- ASSIGNED TASK
From the line that contains "Would you mind indicating the dark" to the last line of the records below, retype each line exactly; leave out everything else.

————

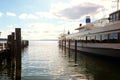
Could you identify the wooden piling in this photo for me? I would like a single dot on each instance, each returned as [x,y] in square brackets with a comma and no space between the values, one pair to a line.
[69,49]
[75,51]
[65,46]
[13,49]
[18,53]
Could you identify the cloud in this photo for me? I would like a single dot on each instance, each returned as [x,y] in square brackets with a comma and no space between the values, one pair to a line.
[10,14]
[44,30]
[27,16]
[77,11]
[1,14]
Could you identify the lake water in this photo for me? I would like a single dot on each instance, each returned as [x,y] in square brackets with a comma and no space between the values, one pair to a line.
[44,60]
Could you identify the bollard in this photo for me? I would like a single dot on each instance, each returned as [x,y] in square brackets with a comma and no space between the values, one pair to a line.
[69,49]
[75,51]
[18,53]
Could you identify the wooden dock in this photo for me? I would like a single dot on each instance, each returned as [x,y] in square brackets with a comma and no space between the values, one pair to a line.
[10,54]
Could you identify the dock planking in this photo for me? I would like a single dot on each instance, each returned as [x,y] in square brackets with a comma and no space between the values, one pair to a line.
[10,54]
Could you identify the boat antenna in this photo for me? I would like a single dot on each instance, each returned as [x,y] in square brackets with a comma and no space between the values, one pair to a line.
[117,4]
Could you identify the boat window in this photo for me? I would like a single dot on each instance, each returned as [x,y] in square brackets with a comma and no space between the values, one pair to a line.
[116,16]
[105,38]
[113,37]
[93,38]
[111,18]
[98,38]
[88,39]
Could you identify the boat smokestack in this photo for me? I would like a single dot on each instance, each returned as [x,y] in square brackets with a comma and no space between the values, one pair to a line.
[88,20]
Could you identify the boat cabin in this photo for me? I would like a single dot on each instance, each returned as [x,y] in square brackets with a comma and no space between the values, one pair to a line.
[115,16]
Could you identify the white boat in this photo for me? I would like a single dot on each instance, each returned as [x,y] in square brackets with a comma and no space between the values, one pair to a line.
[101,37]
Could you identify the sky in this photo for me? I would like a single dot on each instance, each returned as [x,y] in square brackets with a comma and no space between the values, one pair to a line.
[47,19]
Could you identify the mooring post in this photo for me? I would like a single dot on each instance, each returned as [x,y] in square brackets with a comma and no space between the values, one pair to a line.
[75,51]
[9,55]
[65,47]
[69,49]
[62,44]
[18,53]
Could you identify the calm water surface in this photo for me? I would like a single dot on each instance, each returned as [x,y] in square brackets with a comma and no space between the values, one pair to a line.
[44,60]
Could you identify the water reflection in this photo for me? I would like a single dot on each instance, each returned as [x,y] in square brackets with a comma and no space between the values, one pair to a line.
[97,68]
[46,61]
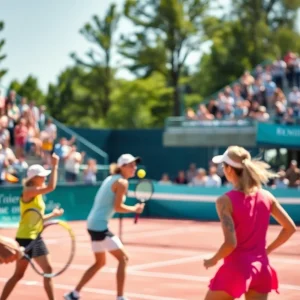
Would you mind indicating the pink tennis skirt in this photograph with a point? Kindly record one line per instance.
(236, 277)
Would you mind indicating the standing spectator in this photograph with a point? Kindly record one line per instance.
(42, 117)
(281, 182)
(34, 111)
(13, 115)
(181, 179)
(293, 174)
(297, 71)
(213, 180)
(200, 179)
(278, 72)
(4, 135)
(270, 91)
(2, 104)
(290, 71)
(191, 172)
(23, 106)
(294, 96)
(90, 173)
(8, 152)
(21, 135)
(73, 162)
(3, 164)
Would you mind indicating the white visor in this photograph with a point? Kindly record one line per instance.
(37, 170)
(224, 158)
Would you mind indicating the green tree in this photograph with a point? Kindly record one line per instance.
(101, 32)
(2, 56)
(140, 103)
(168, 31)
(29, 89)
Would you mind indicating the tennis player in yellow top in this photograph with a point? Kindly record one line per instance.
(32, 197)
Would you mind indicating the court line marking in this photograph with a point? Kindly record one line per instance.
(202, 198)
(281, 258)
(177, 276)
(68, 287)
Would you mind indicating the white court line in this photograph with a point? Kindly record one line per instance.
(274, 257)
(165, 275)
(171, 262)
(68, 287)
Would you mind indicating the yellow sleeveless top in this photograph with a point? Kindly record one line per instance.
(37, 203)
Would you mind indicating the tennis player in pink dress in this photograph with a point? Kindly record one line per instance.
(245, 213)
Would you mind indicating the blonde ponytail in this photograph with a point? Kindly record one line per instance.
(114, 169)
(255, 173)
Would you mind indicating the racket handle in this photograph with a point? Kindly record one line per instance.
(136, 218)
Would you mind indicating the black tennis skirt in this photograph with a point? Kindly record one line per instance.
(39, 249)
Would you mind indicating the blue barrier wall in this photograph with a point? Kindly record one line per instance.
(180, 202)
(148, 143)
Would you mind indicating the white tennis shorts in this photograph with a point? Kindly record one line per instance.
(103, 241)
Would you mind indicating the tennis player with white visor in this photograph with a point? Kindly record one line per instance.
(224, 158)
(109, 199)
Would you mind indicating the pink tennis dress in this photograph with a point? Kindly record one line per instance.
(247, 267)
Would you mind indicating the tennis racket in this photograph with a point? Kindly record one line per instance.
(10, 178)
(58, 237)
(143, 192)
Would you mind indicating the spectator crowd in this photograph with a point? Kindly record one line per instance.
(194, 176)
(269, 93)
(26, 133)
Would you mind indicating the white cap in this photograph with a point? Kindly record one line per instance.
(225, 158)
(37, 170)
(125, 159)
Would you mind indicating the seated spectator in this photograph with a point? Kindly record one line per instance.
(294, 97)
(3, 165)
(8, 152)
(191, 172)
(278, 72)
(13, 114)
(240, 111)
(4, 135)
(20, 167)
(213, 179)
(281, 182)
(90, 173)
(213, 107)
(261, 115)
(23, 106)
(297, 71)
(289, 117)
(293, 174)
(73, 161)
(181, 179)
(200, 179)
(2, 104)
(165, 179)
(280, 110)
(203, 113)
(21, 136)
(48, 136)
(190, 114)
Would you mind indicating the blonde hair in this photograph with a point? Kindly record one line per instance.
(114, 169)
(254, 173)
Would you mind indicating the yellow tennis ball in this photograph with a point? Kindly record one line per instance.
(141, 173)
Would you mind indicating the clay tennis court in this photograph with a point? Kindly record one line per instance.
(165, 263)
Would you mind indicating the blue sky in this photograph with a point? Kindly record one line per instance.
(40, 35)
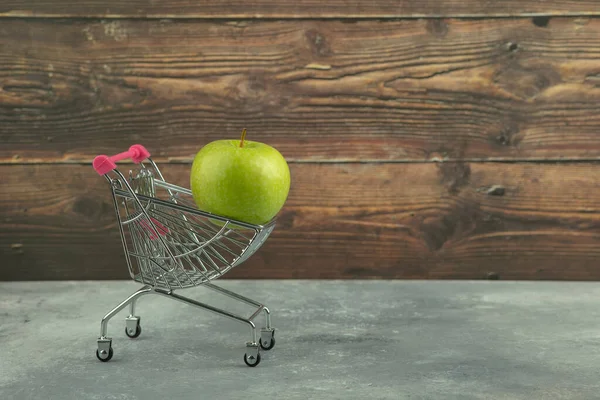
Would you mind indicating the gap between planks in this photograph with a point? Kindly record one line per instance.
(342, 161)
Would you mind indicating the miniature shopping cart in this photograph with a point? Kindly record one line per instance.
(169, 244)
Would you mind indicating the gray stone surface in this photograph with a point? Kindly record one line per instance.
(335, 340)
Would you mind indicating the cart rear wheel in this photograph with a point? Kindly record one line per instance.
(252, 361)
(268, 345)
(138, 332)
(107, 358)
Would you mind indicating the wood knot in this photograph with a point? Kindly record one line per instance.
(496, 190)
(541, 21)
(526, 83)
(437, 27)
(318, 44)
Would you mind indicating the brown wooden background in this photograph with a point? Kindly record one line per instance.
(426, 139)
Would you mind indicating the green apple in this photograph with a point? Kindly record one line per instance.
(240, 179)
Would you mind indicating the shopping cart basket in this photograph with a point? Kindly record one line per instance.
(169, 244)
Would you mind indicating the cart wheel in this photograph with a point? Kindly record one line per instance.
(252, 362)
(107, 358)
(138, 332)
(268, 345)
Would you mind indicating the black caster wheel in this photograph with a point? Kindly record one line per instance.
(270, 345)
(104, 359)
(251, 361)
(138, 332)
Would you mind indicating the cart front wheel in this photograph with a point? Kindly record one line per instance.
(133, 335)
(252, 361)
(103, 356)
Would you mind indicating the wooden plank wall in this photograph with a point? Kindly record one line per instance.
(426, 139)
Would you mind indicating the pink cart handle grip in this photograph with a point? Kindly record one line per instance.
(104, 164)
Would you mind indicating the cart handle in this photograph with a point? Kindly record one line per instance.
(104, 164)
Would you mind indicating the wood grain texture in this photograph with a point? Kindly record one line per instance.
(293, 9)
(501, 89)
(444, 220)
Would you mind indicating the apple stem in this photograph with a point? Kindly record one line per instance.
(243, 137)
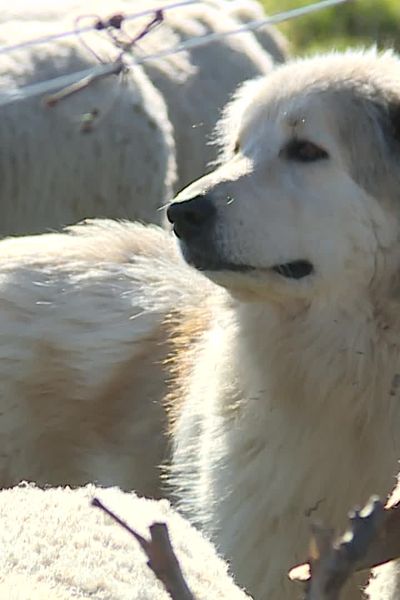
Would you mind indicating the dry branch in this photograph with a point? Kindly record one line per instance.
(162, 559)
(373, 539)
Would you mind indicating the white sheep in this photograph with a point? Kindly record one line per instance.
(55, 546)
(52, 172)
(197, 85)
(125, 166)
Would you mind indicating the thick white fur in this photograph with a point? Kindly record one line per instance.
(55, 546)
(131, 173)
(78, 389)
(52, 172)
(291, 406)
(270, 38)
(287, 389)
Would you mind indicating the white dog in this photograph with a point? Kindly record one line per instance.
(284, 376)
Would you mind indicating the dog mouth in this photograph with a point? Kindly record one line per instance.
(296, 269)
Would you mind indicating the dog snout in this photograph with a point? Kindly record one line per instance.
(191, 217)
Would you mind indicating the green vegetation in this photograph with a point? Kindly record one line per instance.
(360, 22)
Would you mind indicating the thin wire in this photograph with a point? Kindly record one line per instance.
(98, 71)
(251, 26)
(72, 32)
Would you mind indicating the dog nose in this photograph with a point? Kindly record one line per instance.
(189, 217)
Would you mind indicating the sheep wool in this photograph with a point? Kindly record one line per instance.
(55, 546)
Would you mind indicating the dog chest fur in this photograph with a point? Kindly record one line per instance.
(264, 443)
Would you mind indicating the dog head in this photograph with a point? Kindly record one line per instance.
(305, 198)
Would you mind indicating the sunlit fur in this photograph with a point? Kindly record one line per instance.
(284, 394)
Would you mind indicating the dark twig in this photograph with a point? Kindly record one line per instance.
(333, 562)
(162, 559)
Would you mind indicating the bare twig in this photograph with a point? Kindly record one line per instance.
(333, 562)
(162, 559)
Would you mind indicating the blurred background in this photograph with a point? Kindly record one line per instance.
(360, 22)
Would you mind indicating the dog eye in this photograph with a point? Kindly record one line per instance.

————

- RESPONSE BOX
Would you mind indicating the dark twig in this photograph with a point? Kindly record one line per instance.
(333, 562)
(162, 559)
Would you mind indicating the bare twig in this photograph with a point? Kindly record one line per instance.
(333, 562)
(162, 559)
Would you mind indicating the blurred background in this photograph with a point? Kindly record one line per instance.
(360, 22)
Would you mind indicating the dog eye in this photograph with a point? Kindly record one line per instance.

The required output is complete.